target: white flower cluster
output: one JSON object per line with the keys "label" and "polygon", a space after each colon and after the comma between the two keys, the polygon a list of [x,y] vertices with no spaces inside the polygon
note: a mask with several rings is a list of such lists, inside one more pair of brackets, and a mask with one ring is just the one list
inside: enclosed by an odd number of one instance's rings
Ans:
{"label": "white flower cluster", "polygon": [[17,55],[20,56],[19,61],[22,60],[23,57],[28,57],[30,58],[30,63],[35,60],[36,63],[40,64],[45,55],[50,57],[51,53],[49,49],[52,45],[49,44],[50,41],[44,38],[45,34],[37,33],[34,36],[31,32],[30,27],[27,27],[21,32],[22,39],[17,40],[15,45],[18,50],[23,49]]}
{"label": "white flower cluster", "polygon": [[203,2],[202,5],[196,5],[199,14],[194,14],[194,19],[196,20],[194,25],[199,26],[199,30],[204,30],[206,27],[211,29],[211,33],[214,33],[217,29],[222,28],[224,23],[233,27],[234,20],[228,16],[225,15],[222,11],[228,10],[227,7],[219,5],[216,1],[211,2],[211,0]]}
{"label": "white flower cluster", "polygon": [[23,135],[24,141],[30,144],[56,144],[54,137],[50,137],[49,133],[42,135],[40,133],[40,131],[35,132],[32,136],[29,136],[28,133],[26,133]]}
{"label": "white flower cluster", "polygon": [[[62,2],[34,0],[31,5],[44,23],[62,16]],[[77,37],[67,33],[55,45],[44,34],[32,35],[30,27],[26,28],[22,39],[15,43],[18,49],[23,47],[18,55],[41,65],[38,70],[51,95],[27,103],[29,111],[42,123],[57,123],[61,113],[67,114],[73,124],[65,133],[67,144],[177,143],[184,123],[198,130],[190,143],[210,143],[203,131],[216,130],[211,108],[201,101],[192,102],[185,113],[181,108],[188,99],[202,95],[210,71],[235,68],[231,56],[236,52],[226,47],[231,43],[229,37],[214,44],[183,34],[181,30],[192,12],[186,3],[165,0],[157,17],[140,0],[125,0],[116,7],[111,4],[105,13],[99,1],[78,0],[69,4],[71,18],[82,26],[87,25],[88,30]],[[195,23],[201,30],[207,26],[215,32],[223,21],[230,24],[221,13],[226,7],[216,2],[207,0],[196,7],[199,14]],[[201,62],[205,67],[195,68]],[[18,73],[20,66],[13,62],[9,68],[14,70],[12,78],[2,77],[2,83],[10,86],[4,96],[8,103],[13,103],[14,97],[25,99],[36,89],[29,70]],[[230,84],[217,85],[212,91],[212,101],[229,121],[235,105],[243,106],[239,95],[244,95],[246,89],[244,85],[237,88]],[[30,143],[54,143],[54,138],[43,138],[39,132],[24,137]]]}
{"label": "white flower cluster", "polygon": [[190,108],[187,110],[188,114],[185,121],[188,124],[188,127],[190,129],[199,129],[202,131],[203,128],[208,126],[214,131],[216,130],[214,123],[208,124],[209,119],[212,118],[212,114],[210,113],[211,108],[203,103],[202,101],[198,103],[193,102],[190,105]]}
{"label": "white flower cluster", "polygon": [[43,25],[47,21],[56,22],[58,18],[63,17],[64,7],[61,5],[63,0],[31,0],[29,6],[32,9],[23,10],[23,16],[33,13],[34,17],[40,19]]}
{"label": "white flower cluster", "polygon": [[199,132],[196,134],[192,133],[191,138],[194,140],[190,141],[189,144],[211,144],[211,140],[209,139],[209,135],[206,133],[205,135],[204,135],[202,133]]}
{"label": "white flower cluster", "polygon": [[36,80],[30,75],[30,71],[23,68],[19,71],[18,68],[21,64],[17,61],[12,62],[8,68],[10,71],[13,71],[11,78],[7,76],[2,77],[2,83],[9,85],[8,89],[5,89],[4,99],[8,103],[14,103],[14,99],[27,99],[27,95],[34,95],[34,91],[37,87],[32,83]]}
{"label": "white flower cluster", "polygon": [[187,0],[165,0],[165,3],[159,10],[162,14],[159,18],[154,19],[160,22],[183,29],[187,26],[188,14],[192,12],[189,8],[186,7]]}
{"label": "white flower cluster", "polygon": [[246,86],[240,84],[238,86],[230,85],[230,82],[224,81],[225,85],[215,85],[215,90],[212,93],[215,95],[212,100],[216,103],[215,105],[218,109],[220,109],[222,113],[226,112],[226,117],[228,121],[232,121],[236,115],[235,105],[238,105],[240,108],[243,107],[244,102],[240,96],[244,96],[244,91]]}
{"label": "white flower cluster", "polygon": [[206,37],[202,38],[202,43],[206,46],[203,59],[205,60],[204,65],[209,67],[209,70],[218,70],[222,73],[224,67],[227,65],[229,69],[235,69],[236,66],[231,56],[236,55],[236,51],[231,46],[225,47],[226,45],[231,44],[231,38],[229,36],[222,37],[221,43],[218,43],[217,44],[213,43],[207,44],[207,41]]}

--------

> _AIM_: Reproduce verbatim the lines that run from the start of the records through the line containing "output: one JSON".

> _TASK SOLUTION_:
target: white flower cluster
output: one JSON object per line with the keys "label" and "polygon", a space after each colon and after the comma between the two keys, the polygon a list of [x,y] vertices with no spaces inside the polygon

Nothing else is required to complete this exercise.